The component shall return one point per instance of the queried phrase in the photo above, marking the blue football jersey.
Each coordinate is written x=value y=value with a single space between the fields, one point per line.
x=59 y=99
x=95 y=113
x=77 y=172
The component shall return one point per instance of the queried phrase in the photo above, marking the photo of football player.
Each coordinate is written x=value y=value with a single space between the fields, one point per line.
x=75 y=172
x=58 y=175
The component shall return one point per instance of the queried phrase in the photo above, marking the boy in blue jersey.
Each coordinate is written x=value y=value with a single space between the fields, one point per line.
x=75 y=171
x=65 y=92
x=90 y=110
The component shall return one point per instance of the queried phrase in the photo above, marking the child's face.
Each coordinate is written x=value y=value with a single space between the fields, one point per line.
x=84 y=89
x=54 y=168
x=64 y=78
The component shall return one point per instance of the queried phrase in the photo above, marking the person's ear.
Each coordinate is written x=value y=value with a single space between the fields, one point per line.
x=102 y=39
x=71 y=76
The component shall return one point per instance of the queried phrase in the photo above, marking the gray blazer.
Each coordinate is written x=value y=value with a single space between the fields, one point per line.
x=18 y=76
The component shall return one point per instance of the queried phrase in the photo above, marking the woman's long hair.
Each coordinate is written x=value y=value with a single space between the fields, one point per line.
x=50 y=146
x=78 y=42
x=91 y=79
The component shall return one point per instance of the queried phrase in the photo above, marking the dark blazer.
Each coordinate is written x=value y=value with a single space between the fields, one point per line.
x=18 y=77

---

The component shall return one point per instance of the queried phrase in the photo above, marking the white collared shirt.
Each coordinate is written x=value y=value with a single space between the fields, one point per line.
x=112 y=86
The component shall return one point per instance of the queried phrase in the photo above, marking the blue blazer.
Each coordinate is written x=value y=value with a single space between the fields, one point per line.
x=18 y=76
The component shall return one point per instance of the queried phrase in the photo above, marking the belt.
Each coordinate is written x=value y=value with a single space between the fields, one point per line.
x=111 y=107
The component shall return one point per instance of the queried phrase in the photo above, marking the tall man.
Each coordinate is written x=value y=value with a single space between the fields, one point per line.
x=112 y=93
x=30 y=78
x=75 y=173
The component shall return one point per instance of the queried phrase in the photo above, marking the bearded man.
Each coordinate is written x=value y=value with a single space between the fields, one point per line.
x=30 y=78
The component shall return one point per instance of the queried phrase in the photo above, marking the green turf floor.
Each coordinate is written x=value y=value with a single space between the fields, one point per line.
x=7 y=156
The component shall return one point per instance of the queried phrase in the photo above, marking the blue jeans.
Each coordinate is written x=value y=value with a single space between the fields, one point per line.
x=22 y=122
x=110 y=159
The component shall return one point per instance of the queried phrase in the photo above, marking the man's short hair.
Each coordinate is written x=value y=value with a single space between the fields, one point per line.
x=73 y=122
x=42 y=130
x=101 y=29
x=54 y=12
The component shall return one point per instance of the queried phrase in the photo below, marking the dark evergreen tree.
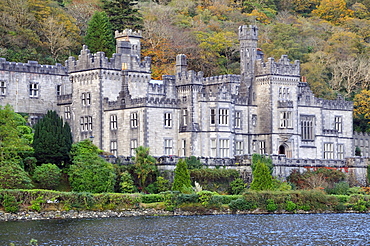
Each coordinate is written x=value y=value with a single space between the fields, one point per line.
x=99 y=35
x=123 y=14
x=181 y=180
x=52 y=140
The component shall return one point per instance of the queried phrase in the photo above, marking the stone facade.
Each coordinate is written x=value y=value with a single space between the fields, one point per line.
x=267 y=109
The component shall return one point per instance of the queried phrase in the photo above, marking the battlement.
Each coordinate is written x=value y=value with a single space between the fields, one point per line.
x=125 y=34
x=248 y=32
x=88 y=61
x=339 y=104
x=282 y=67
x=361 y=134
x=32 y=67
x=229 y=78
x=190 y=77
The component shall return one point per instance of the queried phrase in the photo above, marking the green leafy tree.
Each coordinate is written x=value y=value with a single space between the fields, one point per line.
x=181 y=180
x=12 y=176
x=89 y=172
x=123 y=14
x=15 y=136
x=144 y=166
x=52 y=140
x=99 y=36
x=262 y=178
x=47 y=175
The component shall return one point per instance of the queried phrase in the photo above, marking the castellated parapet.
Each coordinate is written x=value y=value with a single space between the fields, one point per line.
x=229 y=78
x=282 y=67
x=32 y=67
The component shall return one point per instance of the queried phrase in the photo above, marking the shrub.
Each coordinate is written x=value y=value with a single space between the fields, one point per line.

Exercise instructions
Output exactly the lines of the material above from the one containing "marking the battlement." up to and including the one containing "green leafy tree.".

Result of the task
The component shall return one point per instance of the queried phrase in the photo above, marking the battlement.
Each coordinate is written x=value y=value with a single space between the fields, one point per line.
x=125 y=34
x=248 y=32
x=88 y=61
x=339 y=104
x=282 y=67
x=361 y=134
x=32 y=67
x=229 y=78
x=190 y=77
The component shall return one point per instance of the queried phrase in the photo above, marking the green leafy tree.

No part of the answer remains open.